本文基于Flink1.9版本簡述如何連接Kafka,
流式連接器

我們知道可以自己來開發Source 和 Sink ,但是一些比較基本的 Source 和 Sink 已經內置在 Flink 里,
預定義的source支持從檔案、目錄、socket,以及 collections 和 iterators 中讀取資料,
預定義的sink支持把資料寫入檔案、標準輸出(stdout)、標準錯誤輸出(stderr)和 socket,
連接器可以和多種多樣的第三方系統進行互動,目前支持以下系統:
- Apache Kafka
- Apache Cassandra(sink)
- Amazon Kinesis Streams(source/sink)
- Elasticsearch(sink)
- Hadoop FileSystem (sink)
- RabbitMQ(source/sink)
- Apache NiFi(source/sink)
- Twitter Streaming API(source)
請記住,在使用一種連接器時,通常需要額外的第三方組件,比如:資料存盤服務器或者訊息佇列,
Apache Bahir 中定義了其他一些連接器
- Apache ActiveMQ(source/sink)
- Apache Flume(sink)
- Redis(sink)
- Akka (sink)
- Netty (source)

+++

*練習 1*
記錄中有多少行含有字串"hair"?只回答數字。

指點資料集摘錄:
+++

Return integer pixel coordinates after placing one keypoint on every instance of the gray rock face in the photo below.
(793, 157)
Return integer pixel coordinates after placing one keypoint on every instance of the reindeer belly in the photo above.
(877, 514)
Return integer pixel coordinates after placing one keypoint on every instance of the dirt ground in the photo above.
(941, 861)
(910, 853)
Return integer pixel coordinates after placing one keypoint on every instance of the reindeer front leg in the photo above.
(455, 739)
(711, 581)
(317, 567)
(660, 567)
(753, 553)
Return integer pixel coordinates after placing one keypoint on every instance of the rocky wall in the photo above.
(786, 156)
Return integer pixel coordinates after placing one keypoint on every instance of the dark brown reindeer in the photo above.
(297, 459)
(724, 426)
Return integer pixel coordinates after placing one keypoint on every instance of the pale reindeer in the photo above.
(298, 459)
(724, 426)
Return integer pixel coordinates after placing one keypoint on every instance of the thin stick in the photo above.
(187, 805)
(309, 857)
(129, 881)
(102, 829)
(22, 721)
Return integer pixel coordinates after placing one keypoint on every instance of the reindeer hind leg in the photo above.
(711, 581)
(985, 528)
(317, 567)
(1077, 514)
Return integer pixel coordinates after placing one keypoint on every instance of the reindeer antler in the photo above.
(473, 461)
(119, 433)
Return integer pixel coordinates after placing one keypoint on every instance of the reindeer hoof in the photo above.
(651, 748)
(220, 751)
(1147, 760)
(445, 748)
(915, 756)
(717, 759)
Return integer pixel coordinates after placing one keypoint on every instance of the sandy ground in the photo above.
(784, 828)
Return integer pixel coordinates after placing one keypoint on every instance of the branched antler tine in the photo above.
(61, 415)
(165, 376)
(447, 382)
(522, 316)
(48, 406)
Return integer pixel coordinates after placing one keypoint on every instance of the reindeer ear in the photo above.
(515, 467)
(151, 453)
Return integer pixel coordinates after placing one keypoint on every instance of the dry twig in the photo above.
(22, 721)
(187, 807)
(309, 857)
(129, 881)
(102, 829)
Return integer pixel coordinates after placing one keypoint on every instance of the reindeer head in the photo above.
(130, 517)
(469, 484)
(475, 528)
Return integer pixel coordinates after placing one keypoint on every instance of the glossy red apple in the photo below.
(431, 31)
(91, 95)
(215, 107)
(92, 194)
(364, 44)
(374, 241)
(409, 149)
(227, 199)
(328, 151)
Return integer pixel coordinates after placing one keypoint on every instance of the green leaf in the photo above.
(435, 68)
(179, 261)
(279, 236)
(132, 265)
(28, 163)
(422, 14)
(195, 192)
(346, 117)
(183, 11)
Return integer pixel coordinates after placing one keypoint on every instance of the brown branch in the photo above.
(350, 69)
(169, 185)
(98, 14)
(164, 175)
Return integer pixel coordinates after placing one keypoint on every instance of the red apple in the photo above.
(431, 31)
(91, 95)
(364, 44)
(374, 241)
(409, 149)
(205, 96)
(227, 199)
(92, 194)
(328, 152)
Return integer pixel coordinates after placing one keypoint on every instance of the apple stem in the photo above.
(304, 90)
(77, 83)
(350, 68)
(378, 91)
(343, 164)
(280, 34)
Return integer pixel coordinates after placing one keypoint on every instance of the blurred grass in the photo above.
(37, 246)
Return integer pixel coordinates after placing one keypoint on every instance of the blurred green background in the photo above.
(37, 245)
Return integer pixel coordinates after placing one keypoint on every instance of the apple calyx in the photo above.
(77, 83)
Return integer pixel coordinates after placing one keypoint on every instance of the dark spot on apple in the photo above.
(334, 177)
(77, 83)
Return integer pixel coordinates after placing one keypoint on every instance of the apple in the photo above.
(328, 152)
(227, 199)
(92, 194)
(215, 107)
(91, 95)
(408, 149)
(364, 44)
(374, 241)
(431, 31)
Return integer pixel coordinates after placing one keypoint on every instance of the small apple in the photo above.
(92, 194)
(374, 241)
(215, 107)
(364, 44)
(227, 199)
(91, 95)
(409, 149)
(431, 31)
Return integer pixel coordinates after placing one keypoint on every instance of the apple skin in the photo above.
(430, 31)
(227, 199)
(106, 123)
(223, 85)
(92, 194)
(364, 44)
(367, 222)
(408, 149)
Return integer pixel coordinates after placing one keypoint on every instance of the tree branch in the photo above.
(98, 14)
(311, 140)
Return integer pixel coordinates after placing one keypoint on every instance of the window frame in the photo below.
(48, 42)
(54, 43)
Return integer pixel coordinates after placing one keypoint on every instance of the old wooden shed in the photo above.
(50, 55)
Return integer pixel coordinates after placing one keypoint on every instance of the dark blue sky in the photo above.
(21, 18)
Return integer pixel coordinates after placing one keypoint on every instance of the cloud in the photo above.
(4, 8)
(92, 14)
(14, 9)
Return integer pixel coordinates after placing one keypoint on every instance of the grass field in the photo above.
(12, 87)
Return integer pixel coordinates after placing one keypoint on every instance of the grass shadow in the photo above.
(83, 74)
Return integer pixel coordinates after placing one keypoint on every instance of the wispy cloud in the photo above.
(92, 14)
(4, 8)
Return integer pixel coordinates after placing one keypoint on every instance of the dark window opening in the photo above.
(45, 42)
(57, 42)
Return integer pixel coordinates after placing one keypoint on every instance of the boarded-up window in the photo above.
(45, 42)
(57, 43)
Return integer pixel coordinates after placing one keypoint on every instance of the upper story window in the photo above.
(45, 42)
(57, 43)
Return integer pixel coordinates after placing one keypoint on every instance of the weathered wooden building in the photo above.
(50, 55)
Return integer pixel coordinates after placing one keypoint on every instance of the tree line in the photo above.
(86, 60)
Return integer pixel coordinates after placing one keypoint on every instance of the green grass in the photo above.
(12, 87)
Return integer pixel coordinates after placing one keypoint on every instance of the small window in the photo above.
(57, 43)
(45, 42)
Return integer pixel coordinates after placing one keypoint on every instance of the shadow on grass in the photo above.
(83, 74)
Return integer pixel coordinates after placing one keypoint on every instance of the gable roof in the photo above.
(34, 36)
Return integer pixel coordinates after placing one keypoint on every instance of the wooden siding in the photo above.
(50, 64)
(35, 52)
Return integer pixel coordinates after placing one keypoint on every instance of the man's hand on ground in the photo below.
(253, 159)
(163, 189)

+++

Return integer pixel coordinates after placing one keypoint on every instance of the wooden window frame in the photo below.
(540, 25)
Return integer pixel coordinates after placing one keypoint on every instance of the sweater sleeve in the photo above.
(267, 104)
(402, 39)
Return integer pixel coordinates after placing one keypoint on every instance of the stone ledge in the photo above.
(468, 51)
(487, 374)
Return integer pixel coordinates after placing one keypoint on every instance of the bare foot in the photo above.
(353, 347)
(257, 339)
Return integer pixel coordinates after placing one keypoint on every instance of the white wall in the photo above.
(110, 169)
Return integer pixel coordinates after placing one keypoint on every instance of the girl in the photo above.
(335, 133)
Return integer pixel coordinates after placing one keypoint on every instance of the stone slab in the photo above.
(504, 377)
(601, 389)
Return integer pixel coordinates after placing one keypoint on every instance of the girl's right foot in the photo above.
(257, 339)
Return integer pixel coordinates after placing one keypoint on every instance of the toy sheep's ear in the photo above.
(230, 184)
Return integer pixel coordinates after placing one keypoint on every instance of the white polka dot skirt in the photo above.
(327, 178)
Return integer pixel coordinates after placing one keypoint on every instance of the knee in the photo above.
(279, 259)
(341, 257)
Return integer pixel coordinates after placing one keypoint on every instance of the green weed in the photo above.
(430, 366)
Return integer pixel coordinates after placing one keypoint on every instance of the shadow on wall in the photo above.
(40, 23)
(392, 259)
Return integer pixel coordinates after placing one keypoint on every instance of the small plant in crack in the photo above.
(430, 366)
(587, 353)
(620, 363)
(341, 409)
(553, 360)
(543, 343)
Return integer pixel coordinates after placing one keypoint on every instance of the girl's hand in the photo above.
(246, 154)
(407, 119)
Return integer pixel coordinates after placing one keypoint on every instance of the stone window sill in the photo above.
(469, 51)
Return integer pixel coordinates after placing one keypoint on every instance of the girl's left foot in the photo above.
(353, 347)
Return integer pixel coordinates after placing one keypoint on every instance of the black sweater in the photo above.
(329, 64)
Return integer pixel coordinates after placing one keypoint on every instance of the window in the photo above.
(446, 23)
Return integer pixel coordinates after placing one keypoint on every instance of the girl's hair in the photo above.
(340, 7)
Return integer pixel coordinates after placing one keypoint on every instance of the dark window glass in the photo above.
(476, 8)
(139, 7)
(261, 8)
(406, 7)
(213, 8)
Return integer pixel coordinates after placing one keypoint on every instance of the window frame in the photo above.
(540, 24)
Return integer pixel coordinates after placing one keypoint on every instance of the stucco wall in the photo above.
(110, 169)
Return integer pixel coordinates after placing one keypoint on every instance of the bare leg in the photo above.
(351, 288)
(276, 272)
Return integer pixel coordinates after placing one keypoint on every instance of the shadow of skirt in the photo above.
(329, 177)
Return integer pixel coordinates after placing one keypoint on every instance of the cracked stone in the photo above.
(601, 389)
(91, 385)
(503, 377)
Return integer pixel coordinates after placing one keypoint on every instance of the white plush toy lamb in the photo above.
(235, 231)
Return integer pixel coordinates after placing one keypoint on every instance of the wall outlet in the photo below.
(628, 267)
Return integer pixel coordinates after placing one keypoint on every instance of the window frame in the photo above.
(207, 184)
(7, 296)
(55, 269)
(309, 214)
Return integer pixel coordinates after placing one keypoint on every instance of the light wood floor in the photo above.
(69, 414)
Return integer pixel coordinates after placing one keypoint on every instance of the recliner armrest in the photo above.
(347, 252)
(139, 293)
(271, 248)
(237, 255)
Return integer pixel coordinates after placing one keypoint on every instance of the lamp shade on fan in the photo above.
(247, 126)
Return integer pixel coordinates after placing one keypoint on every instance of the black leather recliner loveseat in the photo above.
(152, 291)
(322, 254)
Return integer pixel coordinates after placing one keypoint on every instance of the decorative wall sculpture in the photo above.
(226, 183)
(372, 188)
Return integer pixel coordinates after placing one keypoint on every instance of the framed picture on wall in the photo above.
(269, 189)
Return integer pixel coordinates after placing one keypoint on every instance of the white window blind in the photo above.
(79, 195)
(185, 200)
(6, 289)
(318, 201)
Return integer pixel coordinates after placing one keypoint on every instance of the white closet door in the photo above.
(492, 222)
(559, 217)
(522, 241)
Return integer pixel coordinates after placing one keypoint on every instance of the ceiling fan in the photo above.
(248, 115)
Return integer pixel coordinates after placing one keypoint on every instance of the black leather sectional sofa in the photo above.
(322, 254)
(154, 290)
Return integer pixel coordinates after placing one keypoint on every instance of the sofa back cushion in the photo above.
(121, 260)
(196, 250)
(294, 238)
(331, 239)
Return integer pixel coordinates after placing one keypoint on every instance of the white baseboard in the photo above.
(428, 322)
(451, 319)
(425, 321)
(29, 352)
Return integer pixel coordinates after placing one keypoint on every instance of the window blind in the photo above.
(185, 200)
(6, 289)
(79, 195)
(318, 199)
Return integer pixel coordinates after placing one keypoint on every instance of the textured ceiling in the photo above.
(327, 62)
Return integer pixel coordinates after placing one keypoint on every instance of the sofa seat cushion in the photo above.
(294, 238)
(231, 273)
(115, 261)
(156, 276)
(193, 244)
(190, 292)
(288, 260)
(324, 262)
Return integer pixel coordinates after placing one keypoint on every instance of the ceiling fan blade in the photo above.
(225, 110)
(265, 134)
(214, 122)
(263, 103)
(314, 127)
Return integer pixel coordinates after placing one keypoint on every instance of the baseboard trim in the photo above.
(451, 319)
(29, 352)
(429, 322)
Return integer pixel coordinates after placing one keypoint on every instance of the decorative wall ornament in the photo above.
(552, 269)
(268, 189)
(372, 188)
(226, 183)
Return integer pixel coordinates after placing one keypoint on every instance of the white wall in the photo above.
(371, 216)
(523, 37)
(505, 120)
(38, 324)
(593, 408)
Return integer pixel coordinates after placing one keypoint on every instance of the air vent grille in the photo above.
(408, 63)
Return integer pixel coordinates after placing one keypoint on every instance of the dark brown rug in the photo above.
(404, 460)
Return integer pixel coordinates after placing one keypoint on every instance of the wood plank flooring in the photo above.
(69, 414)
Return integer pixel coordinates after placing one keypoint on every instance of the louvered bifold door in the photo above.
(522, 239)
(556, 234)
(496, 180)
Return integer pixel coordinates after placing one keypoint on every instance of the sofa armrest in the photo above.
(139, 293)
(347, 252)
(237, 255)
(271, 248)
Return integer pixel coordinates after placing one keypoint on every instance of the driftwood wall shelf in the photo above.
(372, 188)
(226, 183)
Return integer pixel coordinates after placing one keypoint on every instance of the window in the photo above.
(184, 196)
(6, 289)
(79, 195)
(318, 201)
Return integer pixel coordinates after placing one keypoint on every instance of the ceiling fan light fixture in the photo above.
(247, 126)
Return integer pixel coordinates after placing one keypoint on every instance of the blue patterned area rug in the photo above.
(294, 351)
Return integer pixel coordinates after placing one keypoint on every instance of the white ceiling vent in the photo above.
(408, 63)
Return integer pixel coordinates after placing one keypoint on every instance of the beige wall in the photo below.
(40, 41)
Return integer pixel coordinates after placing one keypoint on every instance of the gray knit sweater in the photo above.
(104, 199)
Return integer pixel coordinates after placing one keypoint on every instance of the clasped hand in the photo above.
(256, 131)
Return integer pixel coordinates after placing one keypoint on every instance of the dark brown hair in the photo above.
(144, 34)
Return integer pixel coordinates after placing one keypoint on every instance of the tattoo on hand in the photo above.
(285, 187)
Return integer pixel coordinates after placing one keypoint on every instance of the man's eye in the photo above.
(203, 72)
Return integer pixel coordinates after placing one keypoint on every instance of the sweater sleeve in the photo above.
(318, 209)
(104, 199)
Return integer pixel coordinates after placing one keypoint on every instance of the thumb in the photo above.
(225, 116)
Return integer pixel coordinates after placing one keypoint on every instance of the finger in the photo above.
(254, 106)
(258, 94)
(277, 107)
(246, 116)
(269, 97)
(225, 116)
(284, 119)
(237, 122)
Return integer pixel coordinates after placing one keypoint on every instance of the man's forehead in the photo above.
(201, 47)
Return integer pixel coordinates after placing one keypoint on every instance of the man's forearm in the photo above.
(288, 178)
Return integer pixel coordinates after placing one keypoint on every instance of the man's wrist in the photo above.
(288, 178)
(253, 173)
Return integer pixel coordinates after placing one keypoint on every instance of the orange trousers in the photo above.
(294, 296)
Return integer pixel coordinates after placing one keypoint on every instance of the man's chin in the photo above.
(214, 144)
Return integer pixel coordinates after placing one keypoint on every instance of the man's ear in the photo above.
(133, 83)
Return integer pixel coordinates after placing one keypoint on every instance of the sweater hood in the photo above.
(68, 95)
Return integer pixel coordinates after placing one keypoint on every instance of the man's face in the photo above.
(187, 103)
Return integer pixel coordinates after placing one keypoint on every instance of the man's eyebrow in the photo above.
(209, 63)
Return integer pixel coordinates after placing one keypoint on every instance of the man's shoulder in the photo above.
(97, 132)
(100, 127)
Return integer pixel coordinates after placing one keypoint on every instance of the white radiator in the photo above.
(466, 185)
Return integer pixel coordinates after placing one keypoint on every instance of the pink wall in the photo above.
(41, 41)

+++

*練習 2*
把節選文字中以"- Hadoop FileSystem"開始、以"- Apache ActiveMQ(source/sink)"結束的部分照寫一遍,其中的"訊息佇列"一律替換為"消息隊列"。

*完整回答 1*
2

*完整回答 2*
- Hadoop FileSystem (sink)
- RabbitMQ(source/sink)
- Apache NiFi(source/sink)
- Twitter Streaming API(source)
請記住,在使用一種連接器時,通常需要額外的第三方組件,比如:資料存盤服務器或者消息隊列,
Apache Bahir 中定義了其他一些連接器
- Apache ActiveMQ(source/sink)